(Extracted data entries)
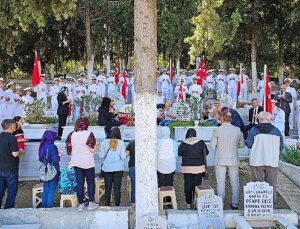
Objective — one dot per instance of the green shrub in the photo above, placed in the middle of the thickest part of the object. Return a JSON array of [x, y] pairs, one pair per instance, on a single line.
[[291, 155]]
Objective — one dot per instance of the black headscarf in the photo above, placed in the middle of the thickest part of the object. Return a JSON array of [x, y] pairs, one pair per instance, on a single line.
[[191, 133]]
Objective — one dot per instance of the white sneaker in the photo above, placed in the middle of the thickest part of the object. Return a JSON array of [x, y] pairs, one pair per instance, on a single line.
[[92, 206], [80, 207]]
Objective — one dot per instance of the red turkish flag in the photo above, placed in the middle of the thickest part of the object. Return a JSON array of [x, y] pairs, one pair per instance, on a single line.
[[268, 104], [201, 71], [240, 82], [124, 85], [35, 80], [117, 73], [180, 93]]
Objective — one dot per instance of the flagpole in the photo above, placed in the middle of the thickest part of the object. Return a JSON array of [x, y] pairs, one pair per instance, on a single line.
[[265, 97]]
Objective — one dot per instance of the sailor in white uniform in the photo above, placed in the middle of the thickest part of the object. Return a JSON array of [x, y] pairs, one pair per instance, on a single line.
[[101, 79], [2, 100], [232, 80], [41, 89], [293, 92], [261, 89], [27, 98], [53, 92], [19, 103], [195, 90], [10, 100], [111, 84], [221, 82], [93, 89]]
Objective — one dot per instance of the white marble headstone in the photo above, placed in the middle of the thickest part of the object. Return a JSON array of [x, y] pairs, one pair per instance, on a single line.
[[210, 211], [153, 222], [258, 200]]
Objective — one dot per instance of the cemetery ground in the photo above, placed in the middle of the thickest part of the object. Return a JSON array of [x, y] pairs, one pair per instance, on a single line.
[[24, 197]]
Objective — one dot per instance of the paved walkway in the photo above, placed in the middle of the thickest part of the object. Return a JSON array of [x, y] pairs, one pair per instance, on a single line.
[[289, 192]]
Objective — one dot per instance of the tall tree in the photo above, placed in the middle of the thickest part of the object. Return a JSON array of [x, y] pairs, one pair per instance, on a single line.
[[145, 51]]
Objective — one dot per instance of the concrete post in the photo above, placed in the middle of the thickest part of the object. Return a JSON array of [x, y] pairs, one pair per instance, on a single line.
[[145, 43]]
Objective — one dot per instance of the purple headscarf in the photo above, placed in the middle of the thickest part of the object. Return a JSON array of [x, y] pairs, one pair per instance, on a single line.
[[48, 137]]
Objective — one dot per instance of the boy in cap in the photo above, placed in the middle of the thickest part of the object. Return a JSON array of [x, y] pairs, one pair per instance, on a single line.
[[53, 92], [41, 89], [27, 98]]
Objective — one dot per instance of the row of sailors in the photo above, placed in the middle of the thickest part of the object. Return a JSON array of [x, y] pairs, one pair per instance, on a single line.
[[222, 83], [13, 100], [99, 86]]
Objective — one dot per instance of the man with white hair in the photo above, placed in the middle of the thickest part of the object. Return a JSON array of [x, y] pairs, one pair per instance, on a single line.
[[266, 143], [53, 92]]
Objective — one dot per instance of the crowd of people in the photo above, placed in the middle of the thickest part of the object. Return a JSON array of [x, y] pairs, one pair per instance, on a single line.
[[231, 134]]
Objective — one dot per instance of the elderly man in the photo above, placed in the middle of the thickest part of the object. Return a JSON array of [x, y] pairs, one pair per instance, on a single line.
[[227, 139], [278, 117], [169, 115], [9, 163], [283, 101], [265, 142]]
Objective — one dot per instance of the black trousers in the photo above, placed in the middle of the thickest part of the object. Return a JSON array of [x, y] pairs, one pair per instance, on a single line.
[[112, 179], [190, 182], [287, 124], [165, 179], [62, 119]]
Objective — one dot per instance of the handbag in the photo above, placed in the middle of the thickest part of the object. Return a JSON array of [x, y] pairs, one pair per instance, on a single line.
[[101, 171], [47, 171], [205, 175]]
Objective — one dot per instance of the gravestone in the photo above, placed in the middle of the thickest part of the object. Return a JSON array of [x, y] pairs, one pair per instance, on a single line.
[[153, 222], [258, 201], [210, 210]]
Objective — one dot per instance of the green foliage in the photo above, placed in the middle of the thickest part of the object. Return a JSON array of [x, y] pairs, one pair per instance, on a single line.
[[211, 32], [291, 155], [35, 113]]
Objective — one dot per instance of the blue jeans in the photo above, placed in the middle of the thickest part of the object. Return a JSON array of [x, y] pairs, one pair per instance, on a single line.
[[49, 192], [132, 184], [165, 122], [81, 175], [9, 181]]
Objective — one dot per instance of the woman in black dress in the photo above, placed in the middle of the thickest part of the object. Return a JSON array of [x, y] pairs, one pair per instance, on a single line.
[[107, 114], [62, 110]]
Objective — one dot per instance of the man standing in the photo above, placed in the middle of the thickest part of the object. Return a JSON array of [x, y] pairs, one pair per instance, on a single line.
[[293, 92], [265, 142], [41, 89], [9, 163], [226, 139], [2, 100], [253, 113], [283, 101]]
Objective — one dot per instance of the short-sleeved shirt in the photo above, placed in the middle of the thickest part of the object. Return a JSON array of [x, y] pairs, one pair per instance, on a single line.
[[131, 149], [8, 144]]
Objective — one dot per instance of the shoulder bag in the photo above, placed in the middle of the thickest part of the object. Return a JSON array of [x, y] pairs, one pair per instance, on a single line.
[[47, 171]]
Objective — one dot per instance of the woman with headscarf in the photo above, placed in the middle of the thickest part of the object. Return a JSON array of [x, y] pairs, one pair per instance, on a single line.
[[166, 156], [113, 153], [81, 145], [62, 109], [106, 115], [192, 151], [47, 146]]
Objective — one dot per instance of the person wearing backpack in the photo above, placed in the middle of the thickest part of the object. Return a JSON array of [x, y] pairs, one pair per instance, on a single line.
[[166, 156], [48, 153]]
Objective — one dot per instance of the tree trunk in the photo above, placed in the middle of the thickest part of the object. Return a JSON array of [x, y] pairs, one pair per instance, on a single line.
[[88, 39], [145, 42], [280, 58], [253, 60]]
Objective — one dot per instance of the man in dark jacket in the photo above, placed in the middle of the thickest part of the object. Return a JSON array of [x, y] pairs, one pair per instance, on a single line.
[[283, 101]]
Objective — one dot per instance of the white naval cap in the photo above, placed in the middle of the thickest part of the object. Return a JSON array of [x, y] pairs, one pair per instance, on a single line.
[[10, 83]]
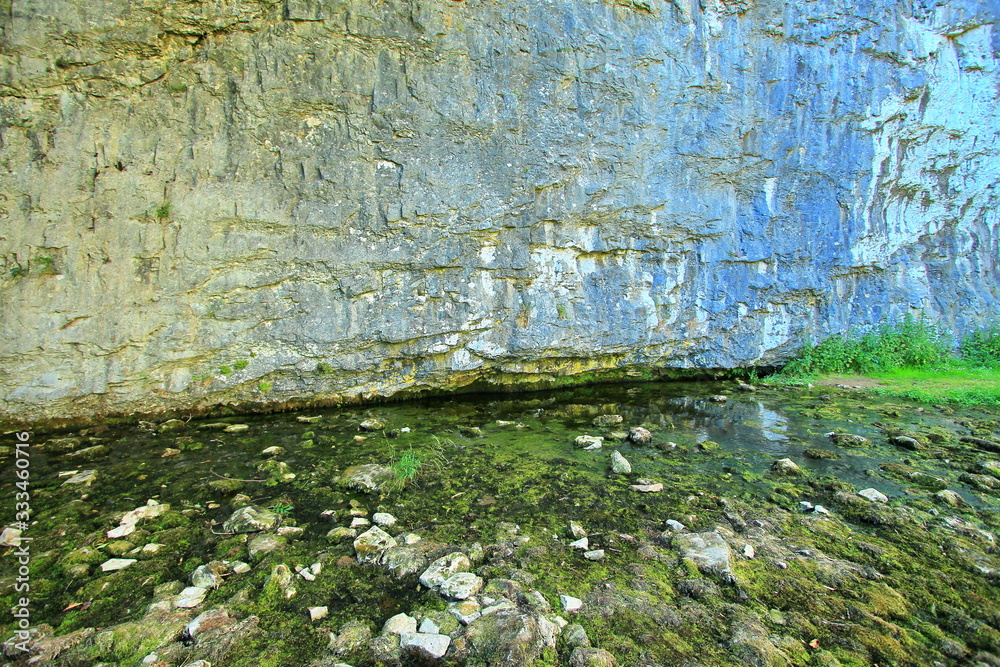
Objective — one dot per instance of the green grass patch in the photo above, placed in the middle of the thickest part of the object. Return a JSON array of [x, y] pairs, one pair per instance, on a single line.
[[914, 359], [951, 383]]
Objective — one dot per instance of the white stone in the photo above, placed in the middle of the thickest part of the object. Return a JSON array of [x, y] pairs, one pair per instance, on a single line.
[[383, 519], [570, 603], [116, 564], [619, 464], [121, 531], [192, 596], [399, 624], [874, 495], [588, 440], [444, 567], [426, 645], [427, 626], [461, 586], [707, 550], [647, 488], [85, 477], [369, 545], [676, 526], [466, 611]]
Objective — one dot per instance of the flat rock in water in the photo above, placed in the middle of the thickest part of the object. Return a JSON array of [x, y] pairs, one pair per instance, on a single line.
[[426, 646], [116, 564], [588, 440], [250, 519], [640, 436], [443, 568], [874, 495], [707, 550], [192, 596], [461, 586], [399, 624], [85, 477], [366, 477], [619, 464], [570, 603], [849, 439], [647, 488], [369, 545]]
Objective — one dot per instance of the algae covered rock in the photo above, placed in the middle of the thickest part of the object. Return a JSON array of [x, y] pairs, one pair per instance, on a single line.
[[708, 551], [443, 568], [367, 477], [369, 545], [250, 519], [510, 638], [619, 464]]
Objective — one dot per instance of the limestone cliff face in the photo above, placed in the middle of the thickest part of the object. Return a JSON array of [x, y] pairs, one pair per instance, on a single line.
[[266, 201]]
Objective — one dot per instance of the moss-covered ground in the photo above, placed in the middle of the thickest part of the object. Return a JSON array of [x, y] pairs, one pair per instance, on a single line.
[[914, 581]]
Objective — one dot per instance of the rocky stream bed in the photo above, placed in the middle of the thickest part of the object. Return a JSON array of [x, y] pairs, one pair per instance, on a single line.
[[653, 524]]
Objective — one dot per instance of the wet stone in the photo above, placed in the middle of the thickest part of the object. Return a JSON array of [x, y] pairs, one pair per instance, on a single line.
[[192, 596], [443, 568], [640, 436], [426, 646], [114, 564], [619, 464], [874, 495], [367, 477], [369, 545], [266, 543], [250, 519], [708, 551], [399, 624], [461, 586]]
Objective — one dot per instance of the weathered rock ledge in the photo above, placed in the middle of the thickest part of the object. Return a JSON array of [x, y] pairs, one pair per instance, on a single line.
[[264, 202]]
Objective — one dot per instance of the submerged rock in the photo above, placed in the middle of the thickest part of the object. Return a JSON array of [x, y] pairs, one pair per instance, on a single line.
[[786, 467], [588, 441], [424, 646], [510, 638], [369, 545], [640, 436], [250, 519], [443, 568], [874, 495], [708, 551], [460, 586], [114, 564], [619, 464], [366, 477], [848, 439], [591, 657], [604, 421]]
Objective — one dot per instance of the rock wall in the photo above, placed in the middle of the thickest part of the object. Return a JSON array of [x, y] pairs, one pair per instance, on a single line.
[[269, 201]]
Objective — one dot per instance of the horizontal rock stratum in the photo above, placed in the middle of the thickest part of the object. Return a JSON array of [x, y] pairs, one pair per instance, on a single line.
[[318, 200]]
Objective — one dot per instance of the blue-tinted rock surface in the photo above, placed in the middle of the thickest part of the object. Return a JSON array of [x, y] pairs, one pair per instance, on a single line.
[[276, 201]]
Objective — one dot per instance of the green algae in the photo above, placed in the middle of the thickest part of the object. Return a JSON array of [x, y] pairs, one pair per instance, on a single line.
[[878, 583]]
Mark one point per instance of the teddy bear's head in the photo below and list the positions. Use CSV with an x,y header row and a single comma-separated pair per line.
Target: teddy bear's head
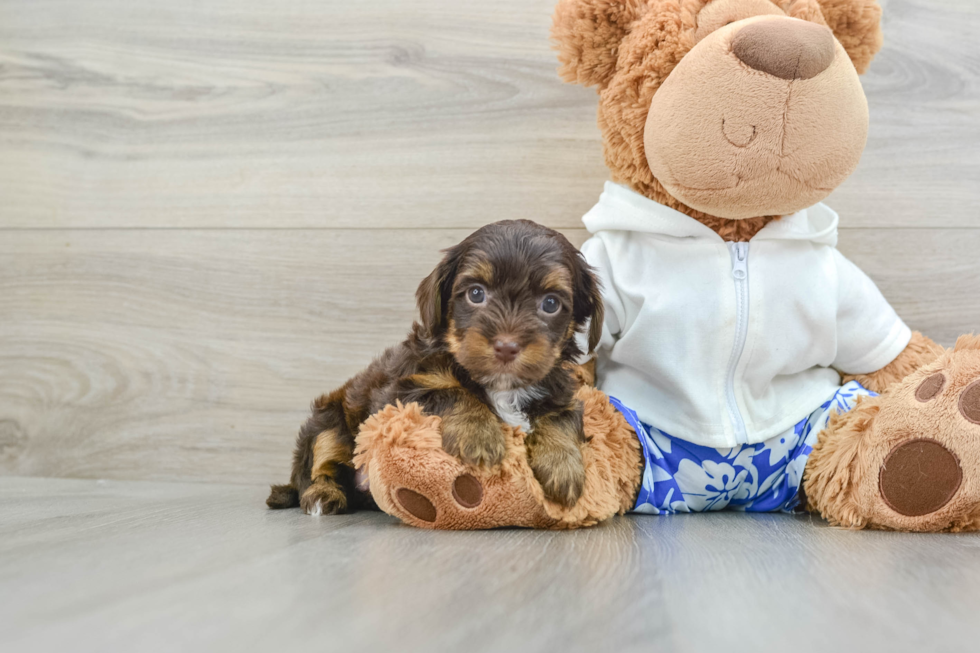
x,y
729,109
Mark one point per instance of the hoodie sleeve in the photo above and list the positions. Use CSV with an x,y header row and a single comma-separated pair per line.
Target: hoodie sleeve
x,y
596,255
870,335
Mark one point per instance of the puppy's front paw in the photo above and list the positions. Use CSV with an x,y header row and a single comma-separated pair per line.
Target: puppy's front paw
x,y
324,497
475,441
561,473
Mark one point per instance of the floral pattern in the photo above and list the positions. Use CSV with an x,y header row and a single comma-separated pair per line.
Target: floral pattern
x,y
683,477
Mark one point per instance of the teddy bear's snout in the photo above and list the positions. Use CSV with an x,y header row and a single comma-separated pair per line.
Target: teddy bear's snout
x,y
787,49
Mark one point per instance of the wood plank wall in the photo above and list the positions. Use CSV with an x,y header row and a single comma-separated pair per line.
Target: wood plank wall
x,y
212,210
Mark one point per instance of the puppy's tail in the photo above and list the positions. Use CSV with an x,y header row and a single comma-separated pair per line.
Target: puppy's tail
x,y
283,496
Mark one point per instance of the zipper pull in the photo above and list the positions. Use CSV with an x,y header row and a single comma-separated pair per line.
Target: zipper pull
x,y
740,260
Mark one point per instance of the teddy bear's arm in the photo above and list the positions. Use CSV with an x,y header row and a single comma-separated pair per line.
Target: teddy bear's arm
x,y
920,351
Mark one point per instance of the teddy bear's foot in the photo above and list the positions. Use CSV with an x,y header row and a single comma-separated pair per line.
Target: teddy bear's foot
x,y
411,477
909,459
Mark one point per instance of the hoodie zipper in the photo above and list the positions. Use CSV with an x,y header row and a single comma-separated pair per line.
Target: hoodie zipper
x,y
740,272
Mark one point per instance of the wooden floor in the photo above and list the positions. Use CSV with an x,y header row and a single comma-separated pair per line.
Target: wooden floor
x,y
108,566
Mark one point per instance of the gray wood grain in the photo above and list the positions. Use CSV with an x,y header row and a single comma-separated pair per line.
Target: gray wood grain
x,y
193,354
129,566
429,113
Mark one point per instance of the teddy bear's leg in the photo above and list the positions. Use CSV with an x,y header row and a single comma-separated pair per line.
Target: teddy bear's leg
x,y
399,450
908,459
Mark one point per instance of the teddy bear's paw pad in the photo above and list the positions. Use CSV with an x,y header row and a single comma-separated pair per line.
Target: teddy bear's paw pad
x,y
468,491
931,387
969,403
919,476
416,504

■ ASSIGNED TASK: Looking back over the data above, restate word for word the lines that begin at the line with "Mark one point per instance of the zipper" and end at the line with "Mark one point per instance of the teddy bear's arm", inclusive.

■ RESPONSE:
Mark one point per instance of the zipper pull in the photo above and list the positions. Use CSV with an x,y header row and a single comma-separated pair per line.
Target: zipper pull
x,y
740,260
Mark one point per instance of the teddy bear's arm in the photo above and list the positions. Use CSV with an x,y header row and a single comma-separated pair per line.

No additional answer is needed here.